*The problem*. Please write the next part of the capacitor charging forum thread, picking up after its final post.

*Source text*.
════════
# Capacitor charging

1. Aug 24, 2010

### seahs

Consider the two scenarios below:
1) charging a capacitor from 0v to 1v
2) charging a capacitor from 1v to 2v

energy stored on a capacitor is 0.5*C*(voltage)^2. So the energy increase for capacitor is 0.5*C in 1) and 1.5*C = 0.5*C*(2^2-1) in 2)

Assume the ohmic loss are both 0.5*C since the voltage differences in both cases are the same.

The energy consumption should be C in 1) and 2*C in 2)

However, I'ave done the simulation and the energy consumption seem to be the same

Is there something wrong with the analysis?

2. Aug 24, 2010

### n.karthick

Yes this is wrong.
The energy increase in case 2 is 0.5*C*(2-1)^2 and not 0.5*C*(2^2-1).

As per your simulation, energy consumption is same.

3. Aug 24, 2010

### seahs

The initial energy is 0.5*C
The final energy is 2*C = 0.5*C*2^2

Why the energy increase is 0.5*C*(2-1)^2???

4. Aug 24, 2010

### n.karthick

Sorry, I was wrong

Energy increase=final energy - initial energy
= 2C - 0.5C
= 1.5 C
and not 0.5 C as I mentioned earlier.

5. Aug 24, 2010

### willem2

You're talking about ohmic loss, but a capacitor will have no ohmic loss.

I suppose you charged your capacitor through a resistor in your simulation. The ohmic loss in the resistor R is equal to QR, where Q is the charge of the capacitor. Q is equal to CV, so the ohmic loss (electric engergy converted to heat) in the resistor is indeed proportional to the voltage, and the ohmic loss in your 2 scenarios will be equal.

6. Aug 24, 2010

### Naty1

It takes the same energy to increase the voltage, that is further charge a capacitor, in any one volt increment.....so the work is the same in going from 0 to 1 volt as from 100 to 101 volts.

W = 1/2cv2 where v is the potential difference across the plates....

A way to think about this is that the charge increase is q = (it).....= CV....

so for a fixed difference in voltage (V) you have to push the same amount of charge to the plates...do the same amount of work....

7. Aug 24, 2010

### seahs

ohmic loss = QR = i*t*R = V*t???

8. Aug 24, 2010

### seahs

I thought stored energy E = 1/2cv2 instead of work W = 1/2cv2

9. Aug 24, 2010

### willem2

If you use a resistor R in series with a capacitor C, and a voltage source V, it will take twice as long to charge to a certain voltage if you double C, because

the voltage across the capacitor is $$V e ^ {\frac { -t } {R C}$$

And the energy loss in the resistor is twice as big.
════════
Point labeling listing:
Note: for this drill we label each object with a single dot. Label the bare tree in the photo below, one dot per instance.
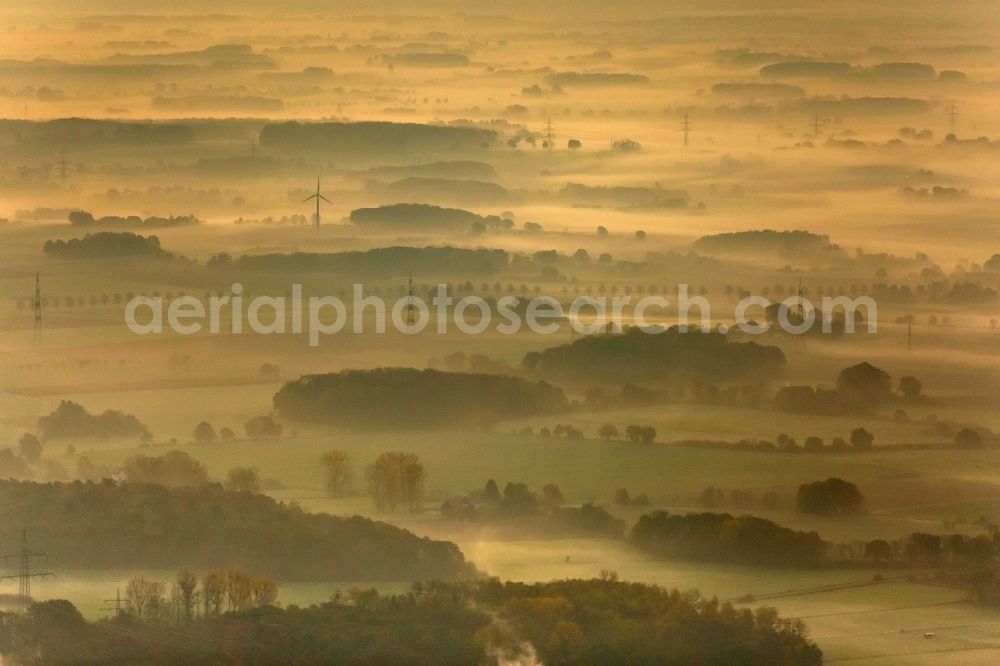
(187, 593)
(339, 474)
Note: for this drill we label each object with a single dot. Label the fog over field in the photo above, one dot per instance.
(444, 332)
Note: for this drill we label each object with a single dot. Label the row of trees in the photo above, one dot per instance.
(410, 398)
(599, 621)
(220, 591)
(262, 426)
(109, 525)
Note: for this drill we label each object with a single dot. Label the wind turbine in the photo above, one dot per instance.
(317, 197)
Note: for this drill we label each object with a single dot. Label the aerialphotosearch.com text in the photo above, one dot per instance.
(318, 316)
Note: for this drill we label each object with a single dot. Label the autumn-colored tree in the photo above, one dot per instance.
(243, 479)
(144, 597)
(239, 590)
(337, 466)
(187, 593)
(264, 592)
(213, 591)
(396, 477)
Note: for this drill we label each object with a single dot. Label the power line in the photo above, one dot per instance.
(410, 307)
(38, 308)
(24, 574)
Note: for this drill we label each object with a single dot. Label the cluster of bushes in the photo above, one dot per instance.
(638, 356)
(410, 398)
(624, 498)
(70, 419)
(600, 621)
(518, 501)
(721, 537)
(383, 261)
(82, 218)
(372, 137)
(712, 497)
(106, 525)
(783, 244)
(831, 496)
(859, 388)
(106, 244)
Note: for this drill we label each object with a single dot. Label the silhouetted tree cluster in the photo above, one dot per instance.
(70, 419)
(396, 478)
(106, 244)
(599, 621)
(721, 537)
(172, 469)
(636, 356)
(410, 398)
(831, 496)
(108, 525)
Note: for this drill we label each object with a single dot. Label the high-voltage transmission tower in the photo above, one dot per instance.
(410, 307)
(24, 573)
(38, 308)
(952, 114)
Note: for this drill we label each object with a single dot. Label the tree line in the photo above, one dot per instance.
(598, 621)
(409, 398)
(108, 525)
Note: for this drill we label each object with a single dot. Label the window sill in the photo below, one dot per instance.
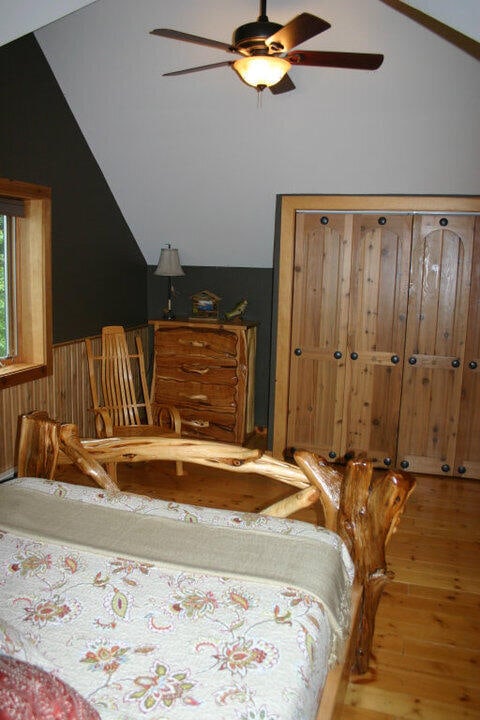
(18, 373)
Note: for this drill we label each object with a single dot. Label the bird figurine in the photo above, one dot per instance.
(237, 311)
════════
*Result for this exercise*.
10. Aug 25, 2010

### Naty1

it is not "instead of"....they are the same thing...both are correct........you should be aware that when a capacitor is charged the WORK done in moving charge onto the plates IS the change in potential also referred to as a change in potential energy and the symbol U [for potential energy] (as distinguished from kinetic energy) may also be used.

Suggest you carefully reread my prior post; moving electrons around, in this case onto the plates of a capacitor requires WORK....those electrons do not collect on the plates with their electrical repulsion voluntarily...they must be pushed....

It takes a while to get a feel for this stuff as you learn about it....

Last edited: Aug 25, 2010
11. Aug 25, 2010

### Naty1

Post #9 reflects a confusing perspective.....at least to me....much too complicated....

q = CV, so it you double the capacitance (C) then of course it holds double the charge (q) at some voltage V....and will actually take twice as long to charge whether or not there is an external resistor....because you have to push double the number of electrons onto the negative plate.

A capacitor does have ohmic loss, but it is so small we assume an "ideal" capacitor, that is a circuit element with ONLY capacitance.....To say a capacitor has no ohmic loss is like saying a capactor has no inductive loss..it does, but we can neglect that tiny loss because it is negligible in comparison to the impedance of the capacitance....